How to complete this task
Retype the section of the text on women in programming that begins with the words containing "It might seem" and ends with "focus our efforts?", reproducing it character for character.

Let’s suppose that there’s some trend where the best engineers don’t also have the best skills dealing with other people (I don’t know if this an empirical trend, but we all know the stereotypes and, as we’ve discussed, stereotypes usually have a kernel of truth to them). In that case, the promotion process in tech companies likely filters out good management candidates (many of them women) long before they get to the ranks where their better interpersonal skills would shine.


“So you’re saying girls should just go play with marine mammals and leave programming to the boys?”

It might seem defeatist to suggest that women are just less interested in engineering, and relegate them to more human oriented jobs in education or medicine or biology or other fields. For some reason, there’s a lot of momentum around the idea that we definitely need more women in programming. I don’t entirely understand the motivation here — there are gender gaps throughout society, but this particular one gets some of the most attention, maybe because tech jobs are increasingly seen as an easy way to make a lot of money.

Supposing we want to change culture and get those numbers up, where should we best focus our efforts?

Note that this discrepancy doesn’t start in the work place or in college. Women are just as poorly represented in programming in high school, where only 20% of students in AP computer science classes are girls. That ratio stays the same for college CS programs, and is about the same as the gender balance in the tech industry. A straightforward approach here would be to make programming a mandatory class in high school. More women would be exposed to the subject, early on, and there’s a greater chance that some would discover they really like it. And, for that matter, men of all races would get the same exposure, tech companies could gain more diversity that way, and underprivileged minorities would have a better chance at making good money. Learning better computer skills also seems like it could be valuable for most Americans, moving forward (it’s certainly more relevant to modern jobs than, say, British literature).

I’ve already suggested a few other solutions — do a better job at treating people as individuals instead of gender stereotypes, hire people based on objective standards, give out promotions based on merit rather than ambition, select managers based on management skills rather than simply based on technical ability. But, if we want a nation of programming geeks, I think the biggest thing is to get us all started programming young.

Provided data
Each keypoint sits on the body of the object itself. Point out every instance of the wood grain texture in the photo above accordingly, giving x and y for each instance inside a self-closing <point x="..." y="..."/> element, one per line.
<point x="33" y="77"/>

Output of the task
It might seem defeatist to suggest that women are just less interested in engineering, and relegate them to more human oriented jobs in education or medicine or biology or other fields. For some reason, there’s a lot of momentum around the idea that we definitely need more women in programming. I don’t entirely understand the motivation here — there are gender gaps throughout society, but this particular one gets some of the most attention, maybe because tech jobs are increasingly seen as an easy way to make a lot of money.

Supposing we want to change culture and get those numbers up, where should we best focus our efforts?